** Start of Text block **
The answer to the other part of Van Wrissen's query about the colour of the Dodo's plumage: White or not ? seems to be resolved by default on the discov­ery that the Réunion Solitaire was in fact an Ibis which could well fit the descrip­tion of the early travellers. Tatton and Bontekoe's mention of white birds could probably apply to its juvenile form, as described later.

Reference to the list of the reports of the eye-witnesses given above shows that they all agree about the grey colour of the Dodo plumage with lighter-coloured wings. "Grey" is the name of a neutral tint that usually applies, even when it warms to shades of brown or cools up to blues or greens.

Sir Hamon de l'Estrange, who had seen a live Dodo in a London shop in 1638, reported "it was coloured before like the breast of a young cock fesan, and in the back of dunn or dearc colour". This suggests different shades of greyish brown which could apply to the plumage of the Dodo depicted from a live specimen by Roelandt Savery in his picture The Fall of Adam, dated 1626, which was former­ly exhibited in the Royal Gallery of Berlin, of which a freshly restored copy is now hanging on the walls of the Mauritius Institute of Port Louis.

Perhaps the finest Dodo portrait from a live bird by Roelandt Savery which I used to admire in South Kensington National History Museum in London in my student days, is in brown golden shades, with whitish wings and tail. A copy by Keuleman done in 1872 for George Edwardes is now in the Hachisuka collection in Tokyo, and its reproduction decorates the first page of Professor Hachisuka 's book "The Dodo and kindred Birds".

The Rodrigues Solitaire, Pezophaps solitaria (Gmelin 1788)

The Rodrigues Solitaire, like the Dodo, evolved probably from a Treron Fruit Pigeon which reached the Mascarenes from Madagascar or Africa. François Leguat who had feasted on it during his sojourn of three years in Rodrigues (1691-1693) gave a good drawing of the bird in his Relation published in Amsterdam in 1708, in which it looks as stout as the Dodo. According to Naval Officer Tafforet, another trustworthy witness, it weighed 20 to 25 kg. Tafforet had been sent to Rodrigues by the French authorities of Réunion to report on the resources of the island. He eventually spent nine months there with a party. His report was discovered by chance in the Archives of the Ministry for Marine Affairs in Paris in 1874 by John Rouillard and subsequently published by Milne-Edwards. It was again published by Dupon in 1973.

To quote Leguat: "from March to September (winter months), Solitaires are extraordinarily fat and their taste is excellent, especially the young." We have already mentioned that it relished feeding on Latan fruits (L. verschaffeltii). As mentioned before, Tafforet completed the diet by observing that the bird survived the fruitless period of December "by living on seeds and leaves they picked from the ground."
** End of Text block **
-- Required work --
1) In the passage on the Dodo and the Rodrigues Solitaire, how much did the Rodrigues Solitaire weigh according to Naval Officer Tafforet?
2) Set down the part of the passage on the Dodo and the Rodrigues Solitaire from "Sir Hamon de" up to and including "of Port Louis.".
3) Decide whether each statement below agrees with the passage on the Dodo and the Rodrigues Solitaire. Answer yes or no, and quote the words that decide it.
(a) Sir Hamon de l'Estrange saw a live Dodo in a London shop in 1638.
(b) François Leguat stayed on Rodrigues for five years.
(c) John Rouillard found Tafforet's report in Paris in 1874.
** Start of Supplied material **
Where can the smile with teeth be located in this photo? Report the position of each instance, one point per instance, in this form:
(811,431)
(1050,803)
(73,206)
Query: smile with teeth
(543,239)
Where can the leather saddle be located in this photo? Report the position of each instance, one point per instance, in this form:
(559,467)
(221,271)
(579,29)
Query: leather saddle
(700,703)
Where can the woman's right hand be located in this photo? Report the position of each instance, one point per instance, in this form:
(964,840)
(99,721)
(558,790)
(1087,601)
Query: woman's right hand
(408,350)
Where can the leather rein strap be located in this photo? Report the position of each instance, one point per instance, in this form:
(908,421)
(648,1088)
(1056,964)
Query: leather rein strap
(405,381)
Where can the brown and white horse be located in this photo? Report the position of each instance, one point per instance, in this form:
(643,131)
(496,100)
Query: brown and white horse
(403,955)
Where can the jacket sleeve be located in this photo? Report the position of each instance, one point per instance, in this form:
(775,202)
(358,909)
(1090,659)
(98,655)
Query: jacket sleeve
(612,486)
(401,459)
** End of Supplied material **
-- Problem solutions --
1) It weighed 20 to 25 kg.

2)
Sir Hamon de l'Estrange, who had seen a live Dodo in a London shop in 1638, reported "it was coloured before like the breast of a young cock fesan, and in the back of dunn or dearc colour". This suggests different shades of greyish brown which could apply to the plumage of the Dodo depicted from a live specimen by Roelandt Savery in his picture The Fall of Adam, dated 1626, which was former­ly exhibited in the Royal Gallery of Berlin, of which a freshly restored copy is now hanging on the walls of the Mauritius Institute of Port Louis.

3)
(a) Yes: "who had seen a live Dodo in a London shop in 1638"
(b) No: "during his sojourn of three years in Rodrigues (1691-1693)"
(c) Yes: "His report was discovered by chance in the Archives of the Ministry for Marine Affairs in Paris in 1874 by John Rouillard"